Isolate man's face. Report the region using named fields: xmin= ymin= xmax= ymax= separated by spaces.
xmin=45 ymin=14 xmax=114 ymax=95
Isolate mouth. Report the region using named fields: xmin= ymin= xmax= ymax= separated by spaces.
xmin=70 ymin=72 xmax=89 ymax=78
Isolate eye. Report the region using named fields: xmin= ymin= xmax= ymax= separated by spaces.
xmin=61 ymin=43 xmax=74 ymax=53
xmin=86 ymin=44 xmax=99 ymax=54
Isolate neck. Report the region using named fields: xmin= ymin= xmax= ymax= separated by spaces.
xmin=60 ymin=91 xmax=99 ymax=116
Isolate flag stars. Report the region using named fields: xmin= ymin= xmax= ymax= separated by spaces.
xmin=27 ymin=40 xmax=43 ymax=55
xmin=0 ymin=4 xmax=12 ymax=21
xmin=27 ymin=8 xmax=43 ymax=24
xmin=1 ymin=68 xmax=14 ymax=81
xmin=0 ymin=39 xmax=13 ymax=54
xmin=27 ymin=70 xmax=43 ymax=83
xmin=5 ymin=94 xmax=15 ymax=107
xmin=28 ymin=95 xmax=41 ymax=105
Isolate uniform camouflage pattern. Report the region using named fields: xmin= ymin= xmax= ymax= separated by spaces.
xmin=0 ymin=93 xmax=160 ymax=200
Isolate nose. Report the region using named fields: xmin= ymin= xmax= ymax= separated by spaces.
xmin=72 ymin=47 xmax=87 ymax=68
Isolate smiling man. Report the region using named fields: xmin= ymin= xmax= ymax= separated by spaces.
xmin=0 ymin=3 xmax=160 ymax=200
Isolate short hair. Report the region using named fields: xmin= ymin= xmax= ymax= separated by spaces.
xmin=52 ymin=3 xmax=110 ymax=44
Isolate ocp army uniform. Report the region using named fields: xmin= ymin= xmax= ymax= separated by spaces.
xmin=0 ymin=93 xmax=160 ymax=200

## TASK TO CARRY OUT
Reproduce only the lines between the line containing "Isolate mouth. Report" and the last line of the records, those two lines included, exactly.

## TASK OUTPUT
Isolate mouth. Report the region using named fields: xmin= ymin= xmax= ymax= separated by spaces.
xmin=70 ymin=72 xmax=89 ymax=78
Isolate eye. Report the region using named fields: xmin= ymin= xmax= ymax= separated by spaces.
xmin=61 ymin=43 xmax=74 ymax=53
xmin=86 ymin=44 xmax=99 ymax=54
Isolate neck. Report the region using named fields: xmin= ymin= xmax= ymax= separated by spaces.
xmin=60 ymin=91 xmax=99 ymax=116
Isolate flag stars. Report the region using named fields: xmin= ymin= xmax= ymax= separated by spaces.
xmin=27 ymin=40 xmax=43 ymax=55
xmin=0 ymin=4 xmax=12 ymax=21
xmin=27 ymin=8 xmax=43 ymax=24
xmin=1 ymin=68 xmax=14 ymax=81
xmin=0 ymin=39 xmax=13 ymax=54
xmin=27 ymin=70 xmax=43 ymax=83
xmin=5 ymin=94 xmax=15 ymax=107
xmin=28 ymin=95 xmax=41 ymax=105
Isolate uniform camouflage pattern. Report the region using named fields: xmin= ymin= xmax= ymax= separated by spaces.
xmin=0 ymin=93 xmax=160 ymax=200
Isolate nose. Report the region using named fields: xmin= ymin= xmax= ymax= separated by spaces.
xmin=72 ymin=47 xmax=87 ymax=68
Isolate smiling man. Report the region using named fields: xmin= ymin= xmax= ymax= separated by spaces.
xmin=0 ymin=3 xmax=160 ymax=200
Isolate short hair. Report the region using named fields: xmin= ymin= xmax= ymax= separated by spaces.
xmin=52 ymin=3 xmax=110 ymax=44
Isolate ocp army uniform. Report the region using named fields: xmin= ymin= xmax= ymax= separated by spaces.
xmin=0 ymin=93 xmax=160 ymax=200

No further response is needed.